→ **TASK INSTRUCTIONS**
Only the lines holding the string "sleeve" are needed; copy each of them from the data.

[Records from a data collection]
________________________

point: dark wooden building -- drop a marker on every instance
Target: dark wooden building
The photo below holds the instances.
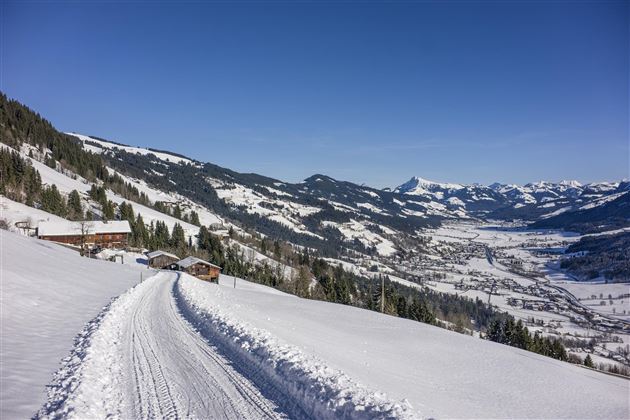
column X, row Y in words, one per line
column 112, row 234
column 161, row 259
column 198, row 268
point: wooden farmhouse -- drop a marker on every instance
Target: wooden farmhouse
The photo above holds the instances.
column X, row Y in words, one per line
column 161, row 259
column 112, row 234
column 198, row 268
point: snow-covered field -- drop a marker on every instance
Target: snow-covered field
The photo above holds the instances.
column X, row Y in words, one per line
column 519, row 267
column 47, row 294
column 177, row 346
column 439, row 373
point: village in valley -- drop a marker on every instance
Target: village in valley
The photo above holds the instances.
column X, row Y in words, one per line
column 517, row 271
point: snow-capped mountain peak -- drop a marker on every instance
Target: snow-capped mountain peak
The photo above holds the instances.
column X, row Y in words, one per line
column 418, row 185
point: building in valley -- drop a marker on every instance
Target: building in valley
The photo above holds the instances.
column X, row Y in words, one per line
column 198, row 268
column 161, row 259
column 111, row 234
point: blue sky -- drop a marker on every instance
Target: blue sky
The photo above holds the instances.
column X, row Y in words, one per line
column 370, row 92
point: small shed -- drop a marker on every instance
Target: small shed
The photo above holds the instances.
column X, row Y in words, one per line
column 198, row 268
column 161, row 259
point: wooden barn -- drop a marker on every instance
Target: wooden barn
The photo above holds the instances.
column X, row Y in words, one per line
column 198, row 268
column 112, row 234
column 161, row 259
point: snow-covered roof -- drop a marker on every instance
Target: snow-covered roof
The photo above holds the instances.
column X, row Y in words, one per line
column 188, row 261
column 66, row 227
column 158, row 253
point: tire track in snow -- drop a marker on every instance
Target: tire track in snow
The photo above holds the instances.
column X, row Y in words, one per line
column 147, row 361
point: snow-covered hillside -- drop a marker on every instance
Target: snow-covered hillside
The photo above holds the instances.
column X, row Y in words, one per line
column 48, row 293
column 531, row 201
column 440, row 373
column 287, row 356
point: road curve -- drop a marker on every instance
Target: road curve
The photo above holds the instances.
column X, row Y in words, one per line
column 174, row 372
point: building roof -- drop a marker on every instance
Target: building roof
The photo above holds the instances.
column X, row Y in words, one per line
column 66, row 227
column 188, row 261
column 158, row 253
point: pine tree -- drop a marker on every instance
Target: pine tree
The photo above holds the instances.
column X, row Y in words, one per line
column 75, row 209
column 588, row 361
column 178, row 237
column 108, row 210
column 194, row 218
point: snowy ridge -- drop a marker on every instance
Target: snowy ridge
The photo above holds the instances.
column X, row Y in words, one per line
column 89, row 143
column 322, row 392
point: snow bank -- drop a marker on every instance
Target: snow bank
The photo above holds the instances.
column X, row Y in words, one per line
column 88, row 384
column 333, row 348
column 321, row 391
column 47, row 294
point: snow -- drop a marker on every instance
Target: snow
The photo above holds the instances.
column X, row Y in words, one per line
column 105, row 145
column 14, row 212
column 143, row 359
column 55, row 228
column 357, row 230
column 159, row 253
column 188, row 261
column 65, row 184
column 47, row 294
column 418, row 368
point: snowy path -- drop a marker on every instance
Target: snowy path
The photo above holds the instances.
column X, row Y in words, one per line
column 166, row 368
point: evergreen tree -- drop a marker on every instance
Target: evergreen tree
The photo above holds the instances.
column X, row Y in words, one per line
column 194, row 218
column 53, row 202
column 108, row 210
column 178, row 237
column 75, row 208
column 588, row 361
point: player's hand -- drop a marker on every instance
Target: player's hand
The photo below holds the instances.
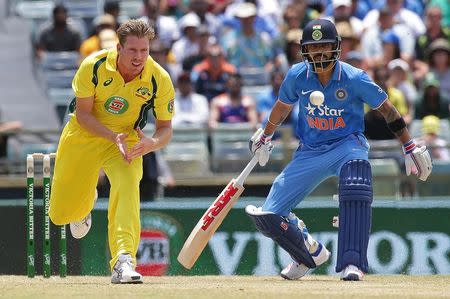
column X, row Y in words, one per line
column 122, row 145
column 261, row 146
column 144, row 146
column 417, row 160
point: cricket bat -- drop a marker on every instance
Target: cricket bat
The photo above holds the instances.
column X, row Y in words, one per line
column 213, row 217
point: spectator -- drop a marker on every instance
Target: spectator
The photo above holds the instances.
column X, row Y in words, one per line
column 292, row 48
column 359, row 8
column 112, row 7
column 204, row 40
column 191, row 108
column 445, row 8
column 58, row 37
column 247, row 48
column 376, row 127
column 342, row 12
column 401, row 16
column 355, row 59
column 266, row 101
column 156, row 175
column 262, row 23
column 439, row 57
column 349, row 39
column 161, row 54
column 199, row 8
column 430, row 131
column 211, row 74
column 232, row 106
column 432, row 102
column 372, row 39
column 166, row 27
column 92, row 44
column 188, row 45
column 399, row 78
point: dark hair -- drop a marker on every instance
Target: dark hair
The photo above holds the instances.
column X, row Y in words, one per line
column 137, row 28
column 111, row 5
column 59, row 8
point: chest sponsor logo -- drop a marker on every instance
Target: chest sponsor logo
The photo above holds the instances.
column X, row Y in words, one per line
column 324, row 118
column 107, row 82
column 143, row 93
column 116, row 105
column 341, row 94
column 170, row 106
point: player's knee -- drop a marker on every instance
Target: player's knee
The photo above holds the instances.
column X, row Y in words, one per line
column 58, row 218
column 355, row 181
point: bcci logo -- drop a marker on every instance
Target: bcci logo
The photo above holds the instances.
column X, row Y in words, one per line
column 317, row 35
column 116, row 105
column 340, row 94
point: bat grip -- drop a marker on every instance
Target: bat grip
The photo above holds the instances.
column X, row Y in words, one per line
column 244, row 174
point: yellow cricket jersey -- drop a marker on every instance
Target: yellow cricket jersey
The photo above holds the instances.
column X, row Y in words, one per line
column 123, row 106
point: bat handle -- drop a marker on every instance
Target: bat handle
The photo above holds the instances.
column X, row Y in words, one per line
column 244, row 174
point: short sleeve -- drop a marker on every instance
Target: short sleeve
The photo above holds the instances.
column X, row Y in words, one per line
column 287, row 92
column 369, row 92
column 82, row 82
column 164, row 101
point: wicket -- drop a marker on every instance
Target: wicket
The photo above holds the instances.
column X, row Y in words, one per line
column 46, row 169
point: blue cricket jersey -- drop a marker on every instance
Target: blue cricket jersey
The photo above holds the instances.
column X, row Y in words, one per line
column 342, row 111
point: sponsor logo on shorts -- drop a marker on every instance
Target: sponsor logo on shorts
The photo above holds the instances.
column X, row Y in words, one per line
column 116, row 105
column 107, row 82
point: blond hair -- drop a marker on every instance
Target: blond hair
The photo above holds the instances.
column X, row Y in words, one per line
column 136, row 28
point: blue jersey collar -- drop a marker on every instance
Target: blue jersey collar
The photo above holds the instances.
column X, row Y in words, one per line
column 337, row 72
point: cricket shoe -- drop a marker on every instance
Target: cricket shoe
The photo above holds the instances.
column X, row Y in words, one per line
column 79, row 229
column 319, row 253
column 352, row 273
column 123, row 271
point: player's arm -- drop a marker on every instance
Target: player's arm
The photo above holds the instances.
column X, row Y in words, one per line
column 277, row 116
column 161, row 137
column 88, row 121
column 417, row 159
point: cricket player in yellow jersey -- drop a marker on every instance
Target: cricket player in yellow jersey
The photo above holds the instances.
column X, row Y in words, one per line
column 114, row 90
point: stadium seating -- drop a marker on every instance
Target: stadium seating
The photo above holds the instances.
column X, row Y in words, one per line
column 444, row 132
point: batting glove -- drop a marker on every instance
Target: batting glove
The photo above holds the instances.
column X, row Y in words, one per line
column 417, row 160
column 261, row 145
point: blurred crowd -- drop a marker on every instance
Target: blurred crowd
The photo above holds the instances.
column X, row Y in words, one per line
column 228, row 58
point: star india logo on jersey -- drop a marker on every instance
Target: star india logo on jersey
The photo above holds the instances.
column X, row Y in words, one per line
column 322, row 117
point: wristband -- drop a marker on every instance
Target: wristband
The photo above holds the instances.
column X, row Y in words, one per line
column 397, row 125
column 409, row 147
column 268, row 120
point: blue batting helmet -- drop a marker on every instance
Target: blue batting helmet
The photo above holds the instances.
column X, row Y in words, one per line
column 320, row 31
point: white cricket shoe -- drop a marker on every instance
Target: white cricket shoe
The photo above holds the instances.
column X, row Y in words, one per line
column 79, row 229
column 295, row 271
column 352, row 273
column 319, row 253
column 123, row 271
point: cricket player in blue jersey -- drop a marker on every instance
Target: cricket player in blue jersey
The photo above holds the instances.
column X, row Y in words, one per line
column 331, row 95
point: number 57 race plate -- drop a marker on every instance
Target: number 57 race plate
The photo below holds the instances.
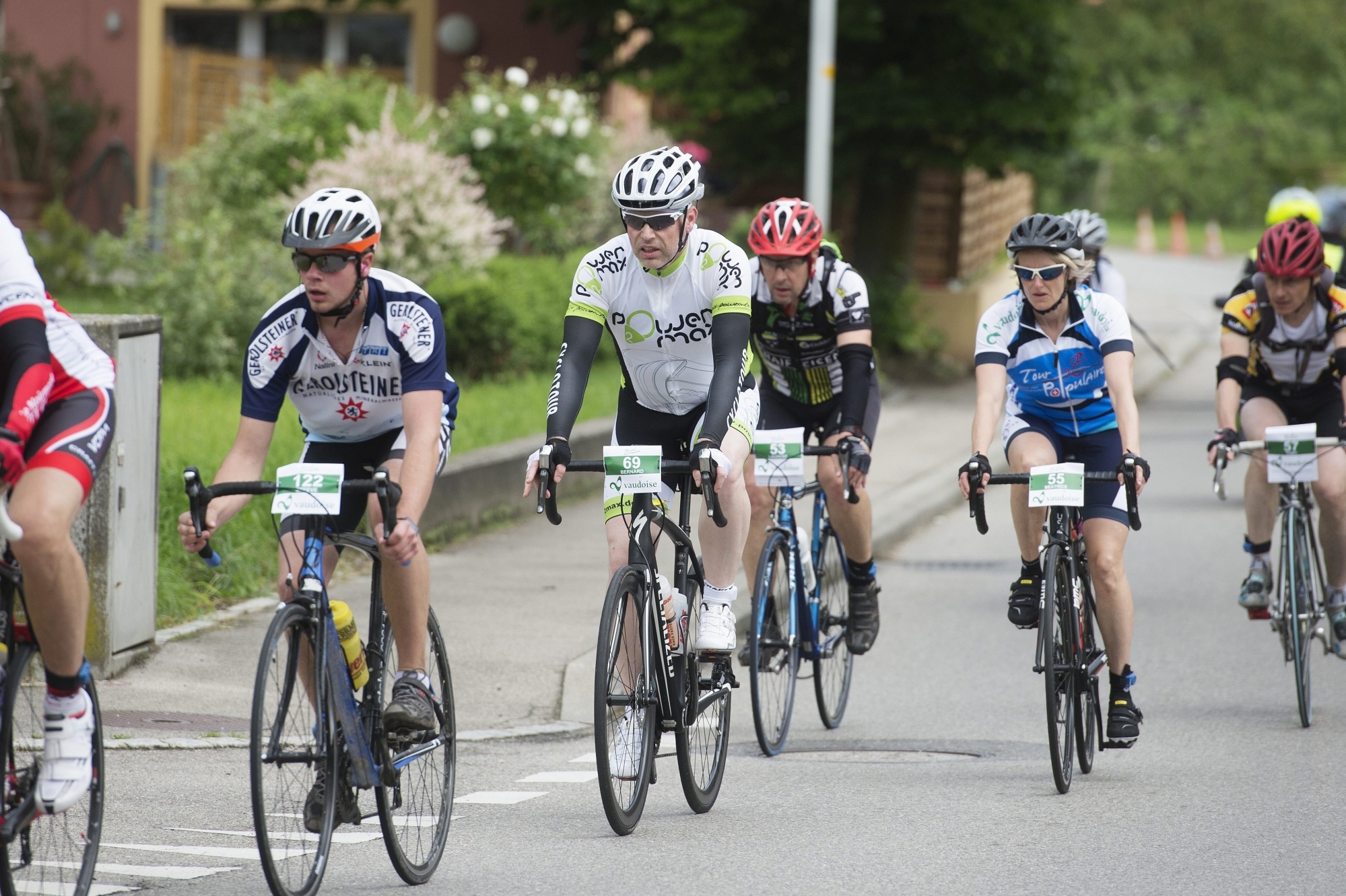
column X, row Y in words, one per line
column 308, row 489
column 1057, row 486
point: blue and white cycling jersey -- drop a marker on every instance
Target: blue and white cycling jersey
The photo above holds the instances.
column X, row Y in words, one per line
column 400, row 349
column 1064, row 382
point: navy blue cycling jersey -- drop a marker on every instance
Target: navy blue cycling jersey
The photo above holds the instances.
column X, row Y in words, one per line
column 400, row 349
column 1060, row 382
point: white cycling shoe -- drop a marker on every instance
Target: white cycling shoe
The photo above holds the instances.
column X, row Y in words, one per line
column 66, row 770
column 715, row 629
column 628, row 743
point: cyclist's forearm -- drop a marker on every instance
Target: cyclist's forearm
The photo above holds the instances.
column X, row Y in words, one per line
column 572, row 369
column 730, row 334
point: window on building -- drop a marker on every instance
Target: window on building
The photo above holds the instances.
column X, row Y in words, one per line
column 205, row 30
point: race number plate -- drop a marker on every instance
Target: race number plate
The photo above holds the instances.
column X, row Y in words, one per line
column 1291, row 455
column 1057, row 486
column 630, row 470
column 778, row 456
column 308, row 489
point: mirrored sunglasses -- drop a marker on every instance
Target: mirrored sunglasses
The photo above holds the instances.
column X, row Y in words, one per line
column 326, row 263
column 1050, row 272
column 654, row 222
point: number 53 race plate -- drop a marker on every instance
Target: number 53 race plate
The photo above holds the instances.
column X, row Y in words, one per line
column 1057, row 486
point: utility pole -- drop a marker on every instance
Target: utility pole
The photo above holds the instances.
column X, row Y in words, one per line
column 817, row 155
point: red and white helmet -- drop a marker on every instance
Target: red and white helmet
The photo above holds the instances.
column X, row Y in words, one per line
column 334, row 218
column 786, row 226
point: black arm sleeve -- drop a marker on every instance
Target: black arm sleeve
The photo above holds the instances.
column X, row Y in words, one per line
column 856, row 365
column 572, row 368
column 730, row 335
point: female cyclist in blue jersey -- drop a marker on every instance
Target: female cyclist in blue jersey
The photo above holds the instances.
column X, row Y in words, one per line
column 1058, row 358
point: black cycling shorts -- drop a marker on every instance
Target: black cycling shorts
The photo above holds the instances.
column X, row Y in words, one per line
column 1320, row 405
column 823, row 419
column 360, row 460
column 1099, row 451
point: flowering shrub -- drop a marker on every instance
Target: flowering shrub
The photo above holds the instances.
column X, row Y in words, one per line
column 430, row 203
column 535, row 147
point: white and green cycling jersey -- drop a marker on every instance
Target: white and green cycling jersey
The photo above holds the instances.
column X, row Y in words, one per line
column 661, row 319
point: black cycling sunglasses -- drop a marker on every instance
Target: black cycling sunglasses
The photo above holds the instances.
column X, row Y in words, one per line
column 1050, row 272
column 656, row 222
column 327, row 263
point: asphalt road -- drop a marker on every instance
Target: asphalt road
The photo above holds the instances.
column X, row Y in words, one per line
column 1224, row 793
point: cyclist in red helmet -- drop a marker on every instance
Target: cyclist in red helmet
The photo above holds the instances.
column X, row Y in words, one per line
column 811, row 324
column 1283, row 350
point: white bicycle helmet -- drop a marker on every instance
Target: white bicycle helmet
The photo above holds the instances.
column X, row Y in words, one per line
column 334, row 218
column 664, row 179
column 1092, row 228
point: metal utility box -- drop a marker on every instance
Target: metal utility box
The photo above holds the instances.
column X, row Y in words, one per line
column 117, row 530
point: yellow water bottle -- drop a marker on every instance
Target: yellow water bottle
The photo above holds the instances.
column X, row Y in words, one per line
column 349, row 637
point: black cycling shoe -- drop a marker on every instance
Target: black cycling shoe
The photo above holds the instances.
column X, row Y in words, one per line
column 347, row 806
column 1124, row 720
column 411, row 708
column 1025, row 596
column 863, row 626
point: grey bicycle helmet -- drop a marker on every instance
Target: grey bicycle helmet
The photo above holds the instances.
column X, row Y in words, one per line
column 1045, row 232
column 1091, row 226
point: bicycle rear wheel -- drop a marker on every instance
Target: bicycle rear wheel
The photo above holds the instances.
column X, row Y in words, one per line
column 290, row 746
column 625, row 701
column 703, row 734
column 773, row 649
column 54, row 854
column 1058, row 664
column 832, row 670
column 415, row 811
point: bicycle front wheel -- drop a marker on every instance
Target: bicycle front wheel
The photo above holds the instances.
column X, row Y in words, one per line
column 291, row 746
column 1058, row 640
column 832, row 670
column 54, row 854
column 625, row 701
column 773, row 649
column 415, row 811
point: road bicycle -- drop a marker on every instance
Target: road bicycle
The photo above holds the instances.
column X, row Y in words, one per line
column 1068, row 653
column 38, row 854
column 801, row 600
column 1298, row 607
column 648, row 679
column 302, row 669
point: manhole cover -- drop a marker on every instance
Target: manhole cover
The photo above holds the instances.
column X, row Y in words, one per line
column 877, row 755
column 172, row 722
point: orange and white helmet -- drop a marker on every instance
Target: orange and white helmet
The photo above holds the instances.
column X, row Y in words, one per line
column 334, row 218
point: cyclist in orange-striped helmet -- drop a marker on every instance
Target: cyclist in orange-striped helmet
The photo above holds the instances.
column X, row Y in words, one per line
column 811, row 326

________________________

→ **FINISHED EXERCISE**
point: short sleeve -- drop a marker on every instance
Target: short sleeve
point: black arm sleeve -- drop a marker on every instance
Target: black arm sleeve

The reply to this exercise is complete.